▶ Text passage
────────────────

Kurt Zellers (born October 16, 1969) is an American politician who served as speaker of the Minnesota House of Representatives from 2011 to 2013 and minority leader from 2009 to 2011. A member of the Republican Party of Minnesota, he represented the 34B district in Hennepin County. He was a candidate in the 2014 Minnesota gubernatorial election, losing in the Republican primary.

Early life, education, and career
Zellers was born in Grand Forks, North Dakota and raised on a farm near Devils Lake, graduating from Devils Lake Central High School in 1988. He received a Bachelor of Science degree in political science from the University of North Dakota, where he was a member of the North Dakota Fighting Hawks football team.

Career 
He worked as communications director for U.S. Senator Rod Grams from 1994 to 2000, and as communications director for the Minnesota House Republican Caucus from 2000 to 2003 before being elected to the House himself. After his election, he took a position as a senior account executive with a Minneapolis public relations firm.

Minnesota House of Representatives 
Zellers was first elected in a special election on February 25, 2003. The seat had become vacant when Representative Rich Stanek resigned after being appointed Minnesota's Commissioner of Public Safety by Governor Tim Pawlenty. Zellers has been reelected in every election since then.

────────────────

▶ Given information
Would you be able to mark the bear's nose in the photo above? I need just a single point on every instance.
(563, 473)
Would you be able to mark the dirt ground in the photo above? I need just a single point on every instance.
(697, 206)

────────────────

▶ Required work
In the Kurt Zellers biography, what caused the House seat that Zellers won in the 2003 special election to become vacant? The lines come from a different source than the text.

▶ Answer to this problem
Representative Rich Stanek resigned after Governor Tim Pawlenty appointed him Minnesota's Commissioner of Public Safety.